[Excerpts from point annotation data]
.....
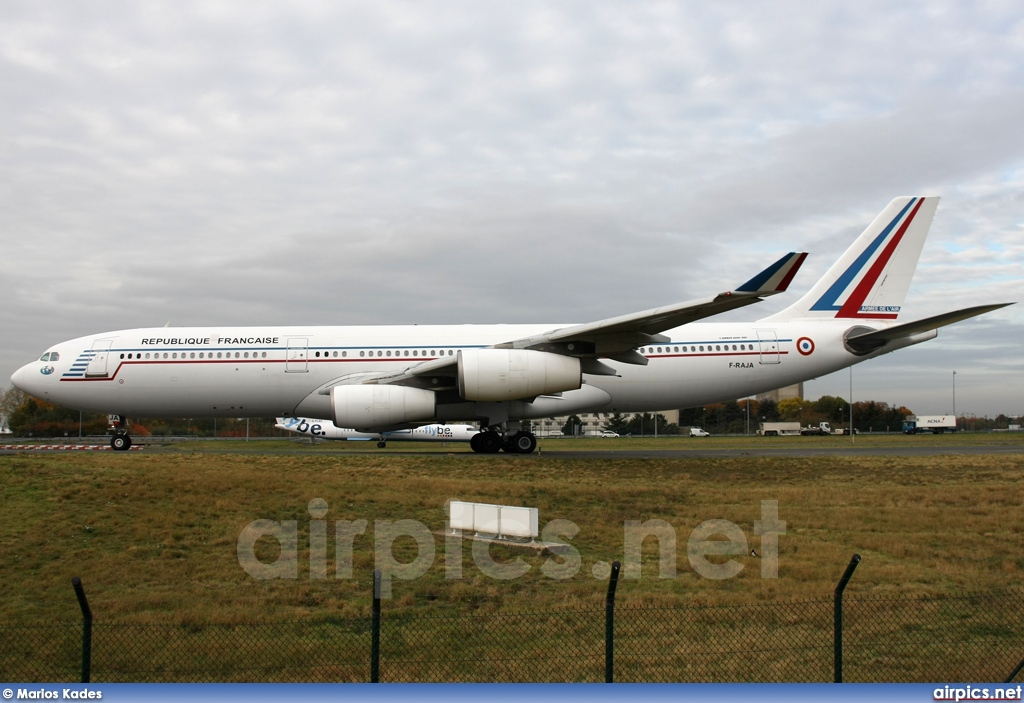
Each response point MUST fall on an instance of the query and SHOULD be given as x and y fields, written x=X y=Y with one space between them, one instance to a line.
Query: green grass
x=154 y=536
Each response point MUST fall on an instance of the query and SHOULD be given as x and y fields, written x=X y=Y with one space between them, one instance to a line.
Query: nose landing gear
x=121 y=441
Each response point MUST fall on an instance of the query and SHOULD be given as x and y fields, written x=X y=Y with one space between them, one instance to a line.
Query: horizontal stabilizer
x=776 y=277
x=871 y=341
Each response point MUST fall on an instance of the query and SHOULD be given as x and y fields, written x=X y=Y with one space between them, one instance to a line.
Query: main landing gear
x=121 y=441
x=491 y=442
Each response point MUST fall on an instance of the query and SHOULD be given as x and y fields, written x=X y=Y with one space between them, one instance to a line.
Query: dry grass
x=154 y=535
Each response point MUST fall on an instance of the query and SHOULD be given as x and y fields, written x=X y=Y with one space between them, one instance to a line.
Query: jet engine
x=497 y=375
x=378 y=406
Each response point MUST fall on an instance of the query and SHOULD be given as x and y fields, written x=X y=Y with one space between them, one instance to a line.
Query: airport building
x=594 y=423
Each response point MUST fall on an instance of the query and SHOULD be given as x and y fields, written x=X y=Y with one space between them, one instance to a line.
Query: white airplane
x=325 y=429
x=380 y=379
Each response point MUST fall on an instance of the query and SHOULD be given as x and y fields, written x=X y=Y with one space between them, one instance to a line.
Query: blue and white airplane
x=381 y=379
x=325 y=429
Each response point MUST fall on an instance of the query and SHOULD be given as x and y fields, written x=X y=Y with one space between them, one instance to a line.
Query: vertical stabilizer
x=870 y=279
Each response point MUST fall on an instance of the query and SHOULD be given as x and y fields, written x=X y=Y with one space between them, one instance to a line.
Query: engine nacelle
x=364 y=407
x=498 y=375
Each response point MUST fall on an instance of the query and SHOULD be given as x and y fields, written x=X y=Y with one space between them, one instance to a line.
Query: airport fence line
x=953 y=638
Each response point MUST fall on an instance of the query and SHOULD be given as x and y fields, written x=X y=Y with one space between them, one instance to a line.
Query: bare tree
x=10 y=400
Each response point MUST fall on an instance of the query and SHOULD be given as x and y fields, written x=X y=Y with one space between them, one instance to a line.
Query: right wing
x=867 y=342
x=614 y=338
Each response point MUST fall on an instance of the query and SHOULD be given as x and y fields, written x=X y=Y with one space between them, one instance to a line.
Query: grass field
x=154 y=534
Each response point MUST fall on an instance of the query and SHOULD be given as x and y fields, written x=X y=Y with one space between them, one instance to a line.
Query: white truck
x=915 y=425
x=778 y=429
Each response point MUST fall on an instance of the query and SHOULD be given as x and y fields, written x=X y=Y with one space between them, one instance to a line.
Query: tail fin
x=870 y=279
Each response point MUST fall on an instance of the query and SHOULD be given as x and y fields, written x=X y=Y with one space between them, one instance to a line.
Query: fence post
x=838 y=619
x=83 y=603
x=609 y=625
x=375 y=629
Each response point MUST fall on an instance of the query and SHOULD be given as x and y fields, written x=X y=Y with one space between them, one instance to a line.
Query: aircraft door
x=96 y=367
x=298 y=351
x=768 y=345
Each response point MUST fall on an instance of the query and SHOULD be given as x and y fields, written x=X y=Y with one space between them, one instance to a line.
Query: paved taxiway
x=704 y=452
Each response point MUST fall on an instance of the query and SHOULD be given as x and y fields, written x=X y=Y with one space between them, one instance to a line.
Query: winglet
x=776 y=277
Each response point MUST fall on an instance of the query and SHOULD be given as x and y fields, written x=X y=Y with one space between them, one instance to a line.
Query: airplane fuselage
x=280 y=371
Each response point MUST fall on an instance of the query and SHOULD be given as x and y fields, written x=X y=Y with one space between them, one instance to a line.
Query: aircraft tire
x=488 y=442
x=521 y=443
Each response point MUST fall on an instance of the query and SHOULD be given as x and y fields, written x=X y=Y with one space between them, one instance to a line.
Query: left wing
x=614 y=338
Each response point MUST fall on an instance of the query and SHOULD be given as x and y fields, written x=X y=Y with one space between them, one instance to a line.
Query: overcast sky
x=337 y=163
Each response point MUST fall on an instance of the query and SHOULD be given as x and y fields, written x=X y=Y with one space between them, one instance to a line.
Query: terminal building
x=593 y=424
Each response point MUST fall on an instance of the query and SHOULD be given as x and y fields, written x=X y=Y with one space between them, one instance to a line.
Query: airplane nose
x=24 y=378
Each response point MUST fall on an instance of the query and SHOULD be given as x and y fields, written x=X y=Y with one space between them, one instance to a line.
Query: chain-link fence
x=973 y=638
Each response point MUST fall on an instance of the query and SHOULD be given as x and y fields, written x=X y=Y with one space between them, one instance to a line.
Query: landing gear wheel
x=521 y=443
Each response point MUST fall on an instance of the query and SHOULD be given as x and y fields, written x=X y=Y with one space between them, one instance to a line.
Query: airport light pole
x=852 y=440
x=954 y=397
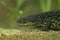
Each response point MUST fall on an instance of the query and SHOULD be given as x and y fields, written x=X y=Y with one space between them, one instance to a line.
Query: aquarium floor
x=14 y=34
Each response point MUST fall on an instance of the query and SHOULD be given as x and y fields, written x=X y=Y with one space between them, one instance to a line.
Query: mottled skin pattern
x=44 y=21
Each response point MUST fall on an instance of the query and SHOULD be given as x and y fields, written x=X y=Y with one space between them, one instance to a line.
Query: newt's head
x=28 y=20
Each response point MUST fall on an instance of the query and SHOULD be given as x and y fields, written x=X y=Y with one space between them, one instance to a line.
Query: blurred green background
x=11 y=10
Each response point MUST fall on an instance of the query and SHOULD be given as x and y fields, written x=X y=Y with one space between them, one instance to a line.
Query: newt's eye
x=23 y=19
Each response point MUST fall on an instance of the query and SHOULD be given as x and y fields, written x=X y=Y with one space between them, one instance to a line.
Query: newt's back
x=43 y=21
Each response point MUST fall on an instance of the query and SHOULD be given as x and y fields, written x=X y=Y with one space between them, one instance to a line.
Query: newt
x=44 y=21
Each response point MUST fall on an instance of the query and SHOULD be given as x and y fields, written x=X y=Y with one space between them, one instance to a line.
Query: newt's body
x=44 y=21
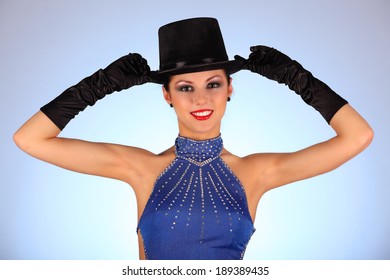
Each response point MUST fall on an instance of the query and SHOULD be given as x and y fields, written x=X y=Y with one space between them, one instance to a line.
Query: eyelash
x=187 y=88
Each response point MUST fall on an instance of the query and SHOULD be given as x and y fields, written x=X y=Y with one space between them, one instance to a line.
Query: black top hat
x=192 y=45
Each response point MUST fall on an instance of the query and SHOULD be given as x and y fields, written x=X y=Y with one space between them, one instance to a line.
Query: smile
x=202 y=115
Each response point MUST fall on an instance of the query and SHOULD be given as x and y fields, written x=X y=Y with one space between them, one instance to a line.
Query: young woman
x=195 y=200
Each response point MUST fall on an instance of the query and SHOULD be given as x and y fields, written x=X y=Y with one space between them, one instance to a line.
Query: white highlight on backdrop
x=46 y=46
.....
Given task :: Reproduce the entries above word for word. Pictures stay out.

Response ::
Each response point MUST fall on an instance of the query and SHOULD be given as x and y fields, written x=X y=Y with one space between them, one instance to a line.
Query: green grass
x=154 y=536
Each response point MUST fall on an instance of the query and SHOULD be given as x and y fields, written x=X y=Y with one space between them, one instance to a line.
Query: nose landing gear
x=121 y=441
Each response point MUST fall on an instance of the query and SHOULD be given as x and y fields, written x=X y=Y with one space between them, one instance to a line.
Query: horizontal stabilizer
x=776 y=277
x=871 y=341
Each response point MUST fall on an instance of the query and SHOULD be given as x and y fields, written x=X y=Y with one space between them, one instance to a line.
Query: main landing gear
x=121 y=441
x=491 y=442
Each response point MUST fall on an instance of the query and SHOULD be given as x and y fields, written x=X y=Y with one space between them, one instance to a line.
Query: dry grass
x=154 y=535
Each response point MUST fall on an instance of the query and SHOULD be given as x and y fields, written x=X y=Y with one space between them, one instance to a line.
Query: jet engine
x=497 y=375
x=378 y=406
Each response point MUST fall on an instance of the query and SHOULD be given as x and y fields, written x=X y=Y with one space between them, one instance to a line.
Query: airport building
x=594 y=423
Each response point MUST fall on an instance of the query and SHOULD be given as x and y fields, written x=X y=Y with one space between them, one instance to a line.
Query: white airplane
x=325 y=429
x=380 y=379
Each response point MUST fall on an instance of the query and SHOULD be given as x and y fields, written x=X y=Y with one space between them, one instance to a line.
Query: blue and white airplane
x=381 y=379
x=325 y=429
Each response point MUST fall on an instance of the query and SHOULD be given as x and y fields, written x=X y=Y with one space between them, one instance to a line.
Query: vertical stabilizer
x=870 y=279
Each response point MUST fall on an instance of the query and SHOULD be given as x and y fields, written x=X y=Y with one space between them, one instance to a line.
Query: engine nacelle
x=364 y=407
x=498 y=375
Each response point MUST fall on an instance of the query and SHOULD be given as x and y fields, written x=X y=Y with one space between them, one instance to a line.
Query: airport fence line
x=953 y=638
Each response point MUST fall on an instance of the query and SHOULD be given as x and y fields, written x=X y=Y with one space between them, one instance to a line.
Query: bare tree
x=10 y=400
Each response point MUST fall on an instance of the query and SHOULD be given as x and y fields, written x=X y=Y with one space between them, one instance to a line.
Query: right wing
x=867 y=342
x=614 y=338
Each response point MUST fall on an instance of the query and SHOULD be given as x and y fields, written x=X y=Y with one space between them, one instance to a line.
Query: grass field
x=154 y=534
Each response point MUST fall on an instance of the query and SHOULD be given as x and y fields, written x=X y=Y with one space between them, one instance to a line.
Query: white truck
x=915 y=425
x=778 y=429
Each response point MUST fall on an instance of the query and SHOULD be given as x and y fields, written x=X y=Y with one space between them, one instance to a line.
Query: tail fin
x=870 y=279
Each response point MUST fall on an instance of the query and SHOULD be given as x and y fields, written x=X y=Y with one space between them, one instance to a line.
Query: fence post
x=838 y=619
x=83 y=603
x=609 y=625
x=375 y=629
Each response point MUST fall on an instance of the query and SHOULD be given as x and y fields, written x=X y=Y with one space between them, one instance to a line.
Query: aircraft door
x=96 y=367
x=298 y=351
x=768 y=345
Each response point MUST fall on an instance of the query and SHOULD be given as x and y fields, written x=X y=Y with one space between them, one instance to a line.
Query: paved taxiway
x=704 y=452
Each response point MUST fall on an instance of the query and SHOULD be given as x and y fields, written x=X y=Y with one space between them, one instance to a line.
Query: winglet
x=776 y=277
Each response point MUST fall on an instance of the query and SHOULD be given as x and y fields, written x=X y=Y with one space between them, one instance to a line.
Query: airplane fuselage
x=280 y=371
Each response point MUST fall on an instance of the query and SHOULD be given as x and y fields, written x=X y=Y with one space between them, one instance to a line.
Query: aircraft tire
x=488 y=442
x=521 y=443
Each response point MUST fall on an instance of the query and SHOULD be given as x and y fields, written x=X y=Y with one space between them, one instance to a line.
Query: left wing
x=614 y=338
Each response point MUST fall on an instance of the query and SHOULD be given as x and y fields, written x=X y=Y with one space between them, one instance to a line.
Query: overcast sky
x=337 y=163
Each response point MUST fall on an instance of the query and SHOULD be given as x and y fields, written x=X y=Y with one space between them, one instance to a line.
Query: terminal building
x=593 y=424
Each response point MUST fall on an instance of the query and SHOULD be given as x and y fields, written x=X y=Y with one space between them, one instance to a line.
Query: airplane nose
x=24 y=378
Each response point MUST fall on an instance of the query and SHOULD be given as x and y fields, written x=X y=Y with one space between them, one instance to a line.
Query: chain-link fence
x=973 y=638
Each response point MUST fall on an instance of the query and SHOULD be given as x and y fields, written x=X y=Y with one space between them, one instance to a line.
Query: landing gear wheel
x=521 y=443
Each response point MUST fall on an instance of the query and SHOULD be given as x and y fields, written x=X y=Y with one space between them, one instance to a line.
Query: airport light pole
x=852 y=440
x=954 y=397
Each response point MUST fall on an instance of the query and SHOULD be given as x and y fields, written x=X y=Y with one space between them, one instance to a line.
Query: aquarium floor
x=14 y=34
Each response point MUST fall on an instance of the query and SHOULD be given as x and y fields, written x=X y=Y with one space between them, one instance to a line.
Query: mottled skin pattern
x=44 y=21
Each response point MUST fall on an instance of the query and SHOULD be given as x and y fields, written x=X y=Y with one space between them, one instance to a line.
Query: newt's head
x=28 y=20
Each response point MUST fall on an instance of the query and SHOULD be given as x and y fields, written x=X y=Y with one space between them, one instance to a line.
Query: blurred green background
x=11 y=10
Each response point MUST fall on an instance of the query and SHOULD be given as x and y fields, written x=X y=Y with one space between them, one instance to a line.
Query: newt's eye
x=23 y=19
Each response point MUST fall on an instance of the query and SHOULD be given as x and y fields, written x=X y=Y with one space between them, one instance to a line.
Query: newt's back
x=43 y=21
Each response point MUST fall on an instance of the query and SHOULD be given as x and y fields, written x=X y=Y with one space between them, one instance to a line.
Query: newt
x=44 y=21
Each response point MUST fall on an instance of the query and SHOULD be given as x and y fields, written x=X y=Y with one space between them, one instance to a line.
Query: newt's body
x=44 y=21
Each response point MUST fall on an instance of the query and SHOULD be given as x and y fields, written x=X y=Y with one space between them, one instance to a line.
Query: eyelash
x=187 y=88
Each response point MUST fall on an instance of the query and SHOULD be given as x and y fields, written x=X y=Y with one space between them, one instance to a line.
Query: black top hat
x=192 y=45
Each response point MUST fall on an instance of the query and SHOULD be given as x and y fields, written x=X y=Y with one space between them, one instance to a line.
Query: smile
x=202 y=115
Each response point MUST fall on an instance of the query and SHOULD be given as x and y fields, written x=X y=Y with one space between them, one instance to a line.
Query: young woman
x=195 y=200
Each response point MUST fall on an instance of the query and SHOULD be given as x and y fields, written x=X y=Y with one space between them, one instance to a line.
Query: white highlight on backdrop
x=46 y=46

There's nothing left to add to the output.